**Document passage:**
In 2013, new Personal Injury Protection (PIP) legislation will take full effect, placing limits on how long automobile accident victims have to seek treatment and the kinds of treatments covered. The supposed motivation behind these major changes to the state’s no-fault auto insurance was to reduce insurance rates for Florida car owners. Whether or not the legislation results in this desired effect – a topic still being debated by politicians, insurers and the media – there is no question that the rights of injured accident victims will be adversely affected.

**Complete the following:**
a: In the passage on Florida's Personal Injury Protection legislation, in what year will the new legislation take full effect?
b: Using the passage on Florida's Personal Injury Protection legislation, explain why the state's no-fault auto insurance was changed, and say whether the passage treats that goal as achieved.
c: Continue the passage on Florida's Personal Injury Protection legislation, picking up after its final sentence.

**Supplied records:**

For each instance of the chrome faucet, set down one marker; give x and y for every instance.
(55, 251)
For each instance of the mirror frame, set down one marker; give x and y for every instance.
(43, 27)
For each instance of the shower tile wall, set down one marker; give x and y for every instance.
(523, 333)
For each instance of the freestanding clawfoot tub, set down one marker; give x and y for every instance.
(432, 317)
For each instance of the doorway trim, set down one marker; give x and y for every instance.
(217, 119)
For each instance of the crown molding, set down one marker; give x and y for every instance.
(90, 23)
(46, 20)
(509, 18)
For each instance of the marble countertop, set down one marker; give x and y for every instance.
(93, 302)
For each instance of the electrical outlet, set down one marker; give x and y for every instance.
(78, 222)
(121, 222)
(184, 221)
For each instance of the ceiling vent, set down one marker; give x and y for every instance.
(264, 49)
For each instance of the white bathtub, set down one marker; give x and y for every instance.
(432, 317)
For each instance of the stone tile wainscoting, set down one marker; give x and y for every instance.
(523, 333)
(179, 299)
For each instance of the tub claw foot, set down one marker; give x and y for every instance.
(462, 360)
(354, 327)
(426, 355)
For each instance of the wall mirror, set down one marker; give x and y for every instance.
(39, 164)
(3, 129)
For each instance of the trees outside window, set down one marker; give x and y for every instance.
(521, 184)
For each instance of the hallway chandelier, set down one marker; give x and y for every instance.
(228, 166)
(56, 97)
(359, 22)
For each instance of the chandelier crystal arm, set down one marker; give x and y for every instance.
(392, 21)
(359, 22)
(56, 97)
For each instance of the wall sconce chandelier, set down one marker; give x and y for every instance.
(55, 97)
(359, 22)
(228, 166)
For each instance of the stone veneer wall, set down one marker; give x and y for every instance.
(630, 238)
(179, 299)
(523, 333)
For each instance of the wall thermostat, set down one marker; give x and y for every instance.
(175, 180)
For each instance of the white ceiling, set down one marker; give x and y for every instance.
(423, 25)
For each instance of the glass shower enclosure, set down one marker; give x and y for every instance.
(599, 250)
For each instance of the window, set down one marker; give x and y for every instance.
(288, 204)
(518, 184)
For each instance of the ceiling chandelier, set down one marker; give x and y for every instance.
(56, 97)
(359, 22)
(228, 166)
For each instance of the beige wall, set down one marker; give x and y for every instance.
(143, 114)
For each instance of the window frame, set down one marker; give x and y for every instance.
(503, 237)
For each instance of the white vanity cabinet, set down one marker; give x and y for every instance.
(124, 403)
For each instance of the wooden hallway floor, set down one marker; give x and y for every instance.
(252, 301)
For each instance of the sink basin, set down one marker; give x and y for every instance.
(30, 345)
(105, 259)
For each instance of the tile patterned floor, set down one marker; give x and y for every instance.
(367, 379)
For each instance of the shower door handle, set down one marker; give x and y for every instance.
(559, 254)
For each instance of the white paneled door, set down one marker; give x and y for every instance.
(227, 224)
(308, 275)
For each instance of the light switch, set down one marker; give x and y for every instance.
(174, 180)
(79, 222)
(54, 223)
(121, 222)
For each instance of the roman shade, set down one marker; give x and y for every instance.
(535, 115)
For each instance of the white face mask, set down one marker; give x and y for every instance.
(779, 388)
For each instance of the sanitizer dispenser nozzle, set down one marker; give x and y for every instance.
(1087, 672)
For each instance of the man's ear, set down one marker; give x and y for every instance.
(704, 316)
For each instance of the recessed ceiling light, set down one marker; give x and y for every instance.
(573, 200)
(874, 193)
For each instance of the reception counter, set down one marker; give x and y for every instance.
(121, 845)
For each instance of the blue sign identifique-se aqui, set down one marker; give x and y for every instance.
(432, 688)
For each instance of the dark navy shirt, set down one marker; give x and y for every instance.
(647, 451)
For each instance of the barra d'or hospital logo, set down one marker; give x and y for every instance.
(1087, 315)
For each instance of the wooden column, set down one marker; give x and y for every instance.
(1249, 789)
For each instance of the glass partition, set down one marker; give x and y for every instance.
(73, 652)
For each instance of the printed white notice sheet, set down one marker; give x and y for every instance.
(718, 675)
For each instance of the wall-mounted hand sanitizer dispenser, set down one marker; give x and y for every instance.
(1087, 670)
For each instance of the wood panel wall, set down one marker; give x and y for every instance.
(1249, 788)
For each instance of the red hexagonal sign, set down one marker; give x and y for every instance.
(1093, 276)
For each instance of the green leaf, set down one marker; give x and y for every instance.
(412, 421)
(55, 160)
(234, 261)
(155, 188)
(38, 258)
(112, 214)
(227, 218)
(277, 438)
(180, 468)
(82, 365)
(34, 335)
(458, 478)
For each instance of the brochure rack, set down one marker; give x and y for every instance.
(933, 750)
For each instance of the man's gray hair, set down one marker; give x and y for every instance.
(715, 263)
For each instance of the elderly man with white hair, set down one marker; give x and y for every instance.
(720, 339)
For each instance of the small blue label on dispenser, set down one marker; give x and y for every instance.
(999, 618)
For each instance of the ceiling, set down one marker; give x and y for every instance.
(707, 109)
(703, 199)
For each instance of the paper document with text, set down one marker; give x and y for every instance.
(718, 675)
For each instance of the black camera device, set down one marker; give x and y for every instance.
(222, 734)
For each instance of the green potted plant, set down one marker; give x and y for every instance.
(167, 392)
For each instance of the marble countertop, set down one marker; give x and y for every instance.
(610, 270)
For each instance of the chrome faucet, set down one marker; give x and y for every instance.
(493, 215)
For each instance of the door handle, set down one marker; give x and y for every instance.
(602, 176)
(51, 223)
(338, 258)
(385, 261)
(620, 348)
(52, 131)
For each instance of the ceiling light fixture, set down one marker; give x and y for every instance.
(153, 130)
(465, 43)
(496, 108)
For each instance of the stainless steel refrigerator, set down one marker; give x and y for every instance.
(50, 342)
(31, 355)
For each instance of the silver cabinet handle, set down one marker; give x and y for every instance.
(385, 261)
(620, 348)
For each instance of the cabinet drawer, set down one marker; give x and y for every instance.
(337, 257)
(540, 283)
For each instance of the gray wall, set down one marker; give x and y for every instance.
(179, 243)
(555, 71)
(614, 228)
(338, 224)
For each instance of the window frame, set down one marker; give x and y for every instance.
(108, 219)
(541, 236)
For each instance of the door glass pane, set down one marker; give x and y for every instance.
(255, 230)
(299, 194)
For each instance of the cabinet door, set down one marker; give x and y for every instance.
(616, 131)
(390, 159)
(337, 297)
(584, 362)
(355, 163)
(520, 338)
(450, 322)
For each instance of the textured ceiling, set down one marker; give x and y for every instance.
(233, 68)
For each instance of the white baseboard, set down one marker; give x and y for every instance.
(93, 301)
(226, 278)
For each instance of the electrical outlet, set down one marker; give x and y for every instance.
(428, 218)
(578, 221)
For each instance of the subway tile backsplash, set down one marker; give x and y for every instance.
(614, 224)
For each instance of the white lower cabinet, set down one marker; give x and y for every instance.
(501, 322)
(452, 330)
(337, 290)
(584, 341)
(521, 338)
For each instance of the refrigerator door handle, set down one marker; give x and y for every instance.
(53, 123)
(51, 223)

**Replies:**
a: 2013

b: The supposed motivation for the changes was to reduce insurance rates for Florida car owners. The passage does not treat this as achieved: whether the legislation has that effect is still being debated by politicians, insurers and the media.

c:
Limited coverage and lower payouts
The theory behind the 2012 legislative changes was that they would limit fraud and abuse in the PIP system and these reductions would lead to the cost of no-fault insurance going down. The reality is that these changes have the potential to hurt genuine victims seeking reasonable treatment. The specific changes that most affect accident victims call for the following:
A 14-day limit on how long accident victims have to seek treatment for their injuries
Limits on payouts for whatever are deemed non-emergency medical services to $2,500, a significant reduction from the prior $10,000 limit
Removal of massage therapy and acupuncture as covered treatment options
Considering that many injuries stemming from car accidents don’t manifest immediately, such as the long-term effects of traumatic brain injuries, the two week limit on treatment is questionably sufficient. While the legislation includes certain criteria for determining whether a medical service is non-emergency, room remains for insurance companies to impose their own opinions. And even though research exists that points to massage therapy and acupuncture as viable treatment options for whiplash and other common auto accident injuries, victims may no longer be able to afford these services.
It should be noted that despite these changes, the associated expectation that insurance companies drop their PIP rates 10 percent by October 2012 and 25 percent by January 2014 are not requirements, because insurers have an option to simply explain why they don’t think they should.